▶ [RECORDS PROVIDED]
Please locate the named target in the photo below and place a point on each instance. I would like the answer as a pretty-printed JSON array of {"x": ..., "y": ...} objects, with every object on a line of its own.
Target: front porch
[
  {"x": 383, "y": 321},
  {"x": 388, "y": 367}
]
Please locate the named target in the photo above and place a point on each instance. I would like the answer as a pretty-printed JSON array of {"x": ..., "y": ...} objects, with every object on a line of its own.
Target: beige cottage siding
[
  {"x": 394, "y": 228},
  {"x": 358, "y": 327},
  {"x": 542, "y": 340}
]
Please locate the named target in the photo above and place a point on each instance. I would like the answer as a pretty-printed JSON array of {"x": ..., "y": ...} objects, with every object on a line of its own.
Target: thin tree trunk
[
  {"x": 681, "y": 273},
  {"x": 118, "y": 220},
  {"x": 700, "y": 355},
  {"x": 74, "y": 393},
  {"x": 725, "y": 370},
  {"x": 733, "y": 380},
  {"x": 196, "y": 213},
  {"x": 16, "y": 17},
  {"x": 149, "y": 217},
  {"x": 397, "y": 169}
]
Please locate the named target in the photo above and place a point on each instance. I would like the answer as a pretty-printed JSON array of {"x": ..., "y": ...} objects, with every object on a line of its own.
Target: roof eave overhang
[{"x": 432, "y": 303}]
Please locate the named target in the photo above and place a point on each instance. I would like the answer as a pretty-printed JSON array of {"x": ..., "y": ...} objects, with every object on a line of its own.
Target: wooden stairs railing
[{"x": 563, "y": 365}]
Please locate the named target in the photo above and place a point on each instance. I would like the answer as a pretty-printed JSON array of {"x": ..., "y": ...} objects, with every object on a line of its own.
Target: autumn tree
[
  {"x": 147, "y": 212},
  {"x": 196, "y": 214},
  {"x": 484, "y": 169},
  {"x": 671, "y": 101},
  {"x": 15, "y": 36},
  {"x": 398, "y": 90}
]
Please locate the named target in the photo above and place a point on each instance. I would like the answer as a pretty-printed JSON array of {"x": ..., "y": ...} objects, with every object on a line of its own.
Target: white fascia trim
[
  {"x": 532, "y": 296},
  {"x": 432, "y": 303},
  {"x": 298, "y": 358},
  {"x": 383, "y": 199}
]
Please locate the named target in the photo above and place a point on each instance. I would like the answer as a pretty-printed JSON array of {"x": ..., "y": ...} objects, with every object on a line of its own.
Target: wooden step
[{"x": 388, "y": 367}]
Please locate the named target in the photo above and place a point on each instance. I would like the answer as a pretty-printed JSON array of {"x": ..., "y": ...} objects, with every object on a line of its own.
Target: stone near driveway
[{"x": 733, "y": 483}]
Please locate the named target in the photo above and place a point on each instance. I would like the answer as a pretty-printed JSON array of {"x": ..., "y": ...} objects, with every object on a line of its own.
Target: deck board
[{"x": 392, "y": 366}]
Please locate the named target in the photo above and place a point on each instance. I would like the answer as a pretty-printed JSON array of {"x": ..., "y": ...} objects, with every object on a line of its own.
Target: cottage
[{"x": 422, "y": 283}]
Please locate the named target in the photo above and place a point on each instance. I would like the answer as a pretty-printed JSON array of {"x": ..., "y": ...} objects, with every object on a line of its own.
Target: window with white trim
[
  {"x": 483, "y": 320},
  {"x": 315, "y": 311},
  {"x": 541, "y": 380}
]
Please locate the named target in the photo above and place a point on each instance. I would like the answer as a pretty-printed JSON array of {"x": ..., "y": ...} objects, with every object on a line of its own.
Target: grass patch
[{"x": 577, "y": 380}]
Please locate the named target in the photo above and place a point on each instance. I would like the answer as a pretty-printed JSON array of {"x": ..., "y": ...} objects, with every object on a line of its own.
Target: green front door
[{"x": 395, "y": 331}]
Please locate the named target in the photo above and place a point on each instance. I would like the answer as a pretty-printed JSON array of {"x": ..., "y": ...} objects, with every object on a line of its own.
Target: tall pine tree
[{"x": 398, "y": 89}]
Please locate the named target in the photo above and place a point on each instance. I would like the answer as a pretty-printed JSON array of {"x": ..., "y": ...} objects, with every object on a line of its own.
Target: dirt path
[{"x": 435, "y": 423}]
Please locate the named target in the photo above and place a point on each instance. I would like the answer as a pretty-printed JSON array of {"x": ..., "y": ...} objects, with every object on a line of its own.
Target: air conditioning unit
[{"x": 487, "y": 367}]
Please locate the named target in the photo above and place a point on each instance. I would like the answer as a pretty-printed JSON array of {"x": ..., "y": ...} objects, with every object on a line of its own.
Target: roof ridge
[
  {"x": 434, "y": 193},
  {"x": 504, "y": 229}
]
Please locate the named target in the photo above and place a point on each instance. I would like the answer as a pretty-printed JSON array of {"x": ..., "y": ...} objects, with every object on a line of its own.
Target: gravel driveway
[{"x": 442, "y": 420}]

▶ [WORK ITEM]
Reproduce each record shown above without altering a single word.

▶ [ANSWER SECTION]
Please locate the named target in the photo below and place a point on each instance. I would like the answer as a pretty-printed JSON array of {"x": ..., "y": ...} objects, with every object on a line of its own.
Target: front porch
[
  {"x": 383, "y": 321},
  {"x": 388, "y": 367}
]
Please locate the named target in the photo above and place a point on each instance. I would like the answer as a pretty-printed JSON array of {"x": ..., "y": ...} objects, with every object on a line of its own.
Target: beige cottage siding
[
  {"x": 394, "y": 228},
  {"x": 358, "y": 327},
  {"x": 542, "y": 340}
]
Please locate the named target in the photo above and place a point on each instance. I would like the answer as a pretty-printed JSON array of {"x": ..., "y": ...} objects, with every object on a line of its own.
Target: thin tree trunk
[
  {"x": 681, "y": 273},
  {"x": 118, "y": 220},
  {"x": 700, "y": 355},
  {"x": 74, "y": 393},
  {"x": 725, "y": 370},
  {"x": 733, "y": 380},
  {"x": 196, "y": 213},
  {"x": 16, "y": 17},
  {"x": 149, "y": 217},
  {"x": 397, "y": 169}
]
Please locate the named target in the photo above and place a point on each instance. I would like the answer as a pretty-printed JSON array of {"x": ..., "y": ...} objects, with every object on a line of its own.
Target: roof eave overhang
[{"x": 432, "y": 303}]
Please locate the named target in the photo above and place a point on each instance. I would like the answer as a pretty-printed JSON array of {"x": ..., "y": ...} objects, with every object on a line of its own.
Target: wooden stairs railing
[{"x": 563, "y": 365}]
Please locate the named target in the photo above and place a point on each instance. I would like the answer as a pretty-printed JSON array of {"x": ..., "y": ...} objects, with every object on a line of its own.
Target: autumn tree
[
  {"x": 147, "y": 212},
  {"x": 196, "y": 214},
  {"x": 484, "y": 169},
  {"x": 671, "y": 101},
  {"x": 15, "y": 36},
  {"x": 398, "y": 90}
]
Please locate the named target in the photo above and place a point on each instance. I would like the answer as a pretty-printed JSON array of {"x": ..., "y": ...} objects, with every object on a line of its own.
Target: white fascia trim
[
  {"x": 532, "y": 296},
  {"x": 432, "y": 303},
  {"x": 298, "y": 358},
  {"x": 383, "y": 199}
]
Please locate the named target in the photo above and place a point on each instance. I would like the answer as a pretty-printed JSON array of {"x": ..., "y": ...} objects, with every object on a line of its own.
Target: wooden step
[{"x": 388, "y": 367}]
Please locate the named target in the photo above and place a point on each instance. I would like the answer as a pretty-printed JSON array of {"x": ..., "y": ...} objects, with every object on a line of its own.
Target: stone near driveway
[{"x": 733, "y": 483}]
Please locate the named target in the photo above and place a point on each instance. I would like the answer as a pretty-printed JSON array of {"x": ..., "y": ...} objects, with every object on a line of its own.
Target: deck board
[{"x": 392, "y": 366}]
Please locate the named target in the photo above and place a point on each instance. I would like the answer as a pretty-printed JSON array of {"x": ..., "y": ...} objects, with every object on a line of its own.
Target: cottage
[{"x": 422, "y": 283}]
Please locate the named target in the photo above and place a point on each instance. I would like the answer as a pretty-printed JSON array of {"x": ..., "y": ...} objects, with every object on a line of its own.
Target: window with white trim
[
  {"x": 483, "y": 320},
  {"x": 315, "y": 311},
  {"x": 541, "y": 380}
]
Please locate the named target in the photo above and place a point on each instance. I would like the answer as a pretty-printed JSON array of {"x": ..., "y": ...} objects, with every object on a line of its own.
Target: grass patch
[{"x": 577, "y": 380}]
Please locate the named target in the photo above and place a point on each instance. I would like the answer as a pretty-printed JSON array of {"x": ..., "y": ...} objects, with every object on a line of its own.
Target: green front door
[{"x": 395, "y": 331}]
Please locate the named target in the photo above and place a point on each instance. I would like the answer as a pretty-printed JSON array of {"x": ..., "y": ...} objects, with every object on a line of its own.
Target: tall pine tree
[{"x": 398, "y": 89}]
Please locate the named target in the photo above and place a point on each instance. I would like the answer as a pretty-printed JSON array of {"x": ..., "y": ...} objects, with every object on a line of its own.
Target: dirt path
[{"x": 435, "y": 423}]
Please locate the named target in the photo above and place a point on each instance. I would like the answer as a pretty-printed JSON array of {"x": ..., "y": ...} objects, with every object on a line of its own.
Target: air conditioning unit
[{"x": 487, "y": 367}]
Please locate the named target in the photo above and place a point on each instance. I would like the answer as a pretty-printed JSON array of {"x": ..., "y": ...} objects, with every object on a line of its own.
Target: roof ridge
[
  {"x": 434, "y": 193},
  {"x": 504, "y": 229}
]
Please locate the named target in the photo above and place a point on each instance. I would like the answer as a pretty-printed JSON array of {"x": ..., "y": ...} objects, with every object on a line of its own.
Target: gravel driveway
[{"x": 442, "y": 420}]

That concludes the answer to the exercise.